WORK TASK:
For every entry below, retype it exactly as it reads.

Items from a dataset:
- - - - -

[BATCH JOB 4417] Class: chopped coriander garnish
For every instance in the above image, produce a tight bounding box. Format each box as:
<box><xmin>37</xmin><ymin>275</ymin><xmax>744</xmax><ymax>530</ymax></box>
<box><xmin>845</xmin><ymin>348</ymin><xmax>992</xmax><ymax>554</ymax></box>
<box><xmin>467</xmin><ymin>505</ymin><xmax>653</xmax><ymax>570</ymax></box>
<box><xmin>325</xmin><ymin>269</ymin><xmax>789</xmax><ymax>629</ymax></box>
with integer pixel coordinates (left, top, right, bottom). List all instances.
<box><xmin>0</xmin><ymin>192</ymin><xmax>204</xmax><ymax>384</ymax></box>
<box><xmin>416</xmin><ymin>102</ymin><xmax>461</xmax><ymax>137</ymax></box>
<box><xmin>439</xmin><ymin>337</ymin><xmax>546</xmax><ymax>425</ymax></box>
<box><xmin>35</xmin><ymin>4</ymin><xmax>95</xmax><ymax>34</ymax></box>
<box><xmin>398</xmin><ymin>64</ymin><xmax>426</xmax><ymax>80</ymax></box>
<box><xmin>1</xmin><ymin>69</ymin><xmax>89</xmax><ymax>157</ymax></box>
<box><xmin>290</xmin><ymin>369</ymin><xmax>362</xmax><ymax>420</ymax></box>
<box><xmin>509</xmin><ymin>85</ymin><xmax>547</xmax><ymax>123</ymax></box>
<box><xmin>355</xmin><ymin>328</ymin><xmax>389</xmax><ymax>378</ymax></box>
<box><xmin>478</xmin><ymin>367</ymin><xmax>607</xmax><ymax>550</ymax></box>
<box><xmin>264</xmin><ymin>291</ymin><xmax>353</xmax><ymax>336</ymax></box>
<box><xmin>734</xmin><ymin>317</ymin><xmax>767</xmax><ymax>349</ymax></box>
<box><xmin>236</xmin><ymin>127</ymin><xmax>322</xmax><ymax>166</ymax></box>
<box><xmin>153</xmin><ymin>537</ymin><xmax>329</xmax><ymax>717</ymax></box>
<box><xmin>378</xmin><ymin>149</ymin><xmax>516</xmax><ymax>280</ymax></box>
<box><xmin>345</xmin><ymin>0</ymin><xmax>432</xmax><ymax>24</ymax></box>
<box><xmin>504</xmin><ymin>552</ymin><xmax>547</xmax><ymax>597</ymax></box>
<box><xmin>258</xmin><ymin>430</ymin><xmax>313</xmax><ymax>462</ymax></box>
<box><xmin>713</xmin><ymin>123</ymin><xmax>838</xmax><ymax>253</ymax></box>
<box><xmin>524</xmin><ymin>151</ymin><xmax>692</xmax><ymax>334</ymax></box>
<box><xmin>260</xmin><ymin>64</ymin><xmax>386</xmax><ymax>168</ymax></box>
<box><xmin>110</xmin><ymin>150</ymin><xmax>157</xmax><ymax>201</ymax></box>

- - - - -

ANSWER TO THIS PROBLEM:
[BATCH JOB 4417] Class: chopped coriander garnish
For every instance in the above image, produce a tight bounding box. Format each box as:
<box><xmin>37</xmin><ymin>275</ymin><xmax>744</xmax><ymax>530</ymax></box>
<box><xmin>845</xmin><ymin>348</ymin><xmax>992</xmax><ymax>554</ymax></box>
<box><xmin>467</xmin><ymin>505</ymin><xmax>653</xmax><ymax>570</ymax></box>
<box><xmin>325</xmin><ymin>269</ymin><xmax>789</xmax><ymax>629</ymax></box>
with integer pixel coordinates (left, top, right, bottom). List all instances.
<box><xmin>0</xmin><ymin>192</ymin><xmax>204</xmax><ymax>384</ymax></box>
<box><xmin>416</xmin><ymin>102</ymin><xmax>461</xmax><ymax>137</ymax></box>
<box><xmin>439</xmin><ymin>337</ymin><xmax>546</xmax><ymax>425</ymax></box>
<box><xmin>35</xmin><ymin>4</ymin><xmax>95</xmax><ymax>34</ymax></box>
<box><xmin>398</xmin><ymin>64</ymin><xmax>426</xmax><ymax>80</ymax></box>
<box><xmin>1</xmin><ymin>69</ymin><xmax>89</xmax><ymax>157</ymax></box>
<box><xmin>290</xmin><ymin>369</ymin><xmax>362</xmax><ymax>420</ymax></box>
<box><xmin>509</xmin><ymin>85</ymin><xmax>547</xmax><ymax>123</ymax></box>
<box><xmin>355</xmin><ymin>328</ymin><xmax>389</xmax><ymax>378</ymax></box>
<box><xmin>478</xmin><ymin>367</ymin><xmax>607</xmax><ymax>550</ymax></box>
<box><xmin>264</xmin><ymin>291</ymin><xmax>353</xmax><ymax>336</ymax></box>
<box><xmin>734</xmin><ymin>317</ymin><xmax>767</xmax><ymax>349</ymax></box>
<box><xmin>236</xmin><ymin>127</ymin><xmax>322</xmax><ymax>166</ymax></box>
<box><xmin>153</xmin><ymin>537</ymin><xmax>329</xmax><ymax>717</ymax></box>
<box><xmin>378</xmin><ymin>149</ymin><xmax>516</xmax><ymax>280</ymax></box>
<box><xmin>345</xmin><ymin>0</ymin><xmax>432</xmax><ymax>24</ymax></box>
<box><xmin>504</xmin><ymin>552</ymin><xmax>547</xmax><ymax>597</ymax></box>
<box><xmin>258</xmin><ymin>430</ymin><xmax>313</xmax><ymax>462</ymax></box>
<box><xmin>713</xmin><ymin>123</ymin><xmax>838</xmax><ymax>253</ymax></box>
<box><xmin>524</xmin><ymin>151</ymin><xmax>692</xmax><ymax>334</ymax></box>
<box><xmin>260</xmin><ymin>64</ymin><xmax>386</xmax><ymax>168</ymax></box>
<box><xmin>110</xmin><ymin>150</ymin><xmax>157</xmax><ymax>201</ymax></box>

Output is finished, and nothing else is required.